>> BEGIN Material shown
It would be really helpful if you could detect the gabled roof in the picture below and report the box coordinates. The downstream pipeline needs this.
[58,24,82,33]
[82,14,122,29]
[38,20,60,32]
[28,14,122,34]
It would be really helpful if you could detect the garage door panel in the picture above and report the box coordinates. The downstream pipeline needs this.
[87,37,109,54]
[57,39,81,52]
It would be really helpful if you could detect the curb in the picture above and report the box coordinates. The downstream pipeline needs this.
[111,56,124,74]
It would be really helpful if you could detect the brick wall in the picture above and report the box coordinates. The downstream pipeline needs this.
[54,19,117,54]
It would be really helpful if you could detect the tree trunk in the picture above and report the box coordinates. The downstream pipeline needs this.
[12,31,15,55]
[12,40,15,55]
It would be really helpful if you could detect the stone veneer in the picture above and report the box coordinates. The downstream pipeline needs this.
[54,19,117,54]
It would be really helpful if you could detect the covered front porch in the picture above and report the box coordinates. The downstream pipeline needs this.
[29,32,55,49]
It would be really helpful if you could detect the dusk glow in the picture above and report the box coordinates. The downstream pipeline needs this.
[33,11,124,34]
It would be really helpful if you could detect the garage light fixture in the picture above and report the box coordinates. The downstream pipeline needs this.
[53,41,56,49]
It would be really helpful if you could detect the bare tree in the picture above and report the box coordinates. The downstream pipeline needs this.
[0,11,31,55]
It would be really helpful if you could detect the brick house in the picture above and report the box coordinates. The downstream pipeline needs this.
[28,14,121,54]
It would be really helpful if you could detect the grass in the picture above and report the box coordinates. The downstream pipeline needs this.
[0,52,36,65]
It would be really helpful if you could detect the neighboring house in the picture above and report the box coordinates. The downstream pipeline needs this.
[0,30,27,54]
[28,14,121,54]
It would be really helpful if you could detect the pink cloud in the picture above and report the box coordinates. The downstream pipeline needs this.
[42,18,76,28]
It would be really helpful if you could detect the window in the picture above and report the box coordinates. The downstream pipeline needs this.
>> END Material shown
**Written exercise**
Pull every entry above out word for word, keeping each on its own line.

**Answer to this problem**
It would be really helpful if you could detect the gabled roof in the picture below and report the box coordinates. The downstream pipeline needs this.
[58,24,82,33]
[82,14,122,29]
[38,20,60,32]
[28,14,122,34]
It would be really helpful if you could detect the garage door panel in the picture above and report the box coordinates. The downstream pipeline needs this.
[87,37,109,54]
[57,39,81,52]
It would be really helpful if you could detect the curb in the picture above and report the box coordinates. The downstream pipeline needs this.
[111,56,124,74]
It would be really helpful if you could detect the brick wall in the picture above and report the box coordinates. The downstream pipeline needs this.
[54,19,117,54]
It would be really helpful if you could detect the tree trunk in the picture above and report the box coordinates. The downstream pipeline needs this.
[12,31,15,55]
[12,40,15,55]
It would be really helpful if you could detect the stone veneer in the picture above and report the box coordinates. The downstream pipeline needs this.
[54,19,117,54]
It would be really helpful if you could detect the covered front porch in the picture above and report the box coordinates. The downstream pipeline needs this.
[29,32,55,49]
It would be really helpful if you could detect the dusk glow in the picture above and report the box coordinates. The downstream pipeline needs this.
[33,11,124,34]
It would be really helpful if you could detect the garage light fixture in the picture above and report the box coordinates. The downstream pipeline needs this.
[53,41,56,49]
It would be really helpful if you could detect the bare tree in the picture above and report the box coordinates. The downstream pipeline needs this.
[0,11,31,55]
It would be really helpful if you could detect the brick house in the picture above and report the box coordinates. The downstream pipeline needs this.
[28,14,121,54]
It would be really helpful if you could detect the grass in the picture above and report the box coordinates. The downstream pipeline needs this.
[0,52,36,65]
It would be really helpful if you could detect the neighboring house in the picture above and report the box coordinates. The downstream pipeline needs this.
[0,30,27,54]
[28,14,121,54]
It would be really helpful if you could detect the pink cloud in the picture above and report the box coordinates. The downstream pipeline needs this.
[42,18,76,28]
It would be really helpful if you could detect the window in the picture above and report the box coordinates. The downstream pipeline needs this.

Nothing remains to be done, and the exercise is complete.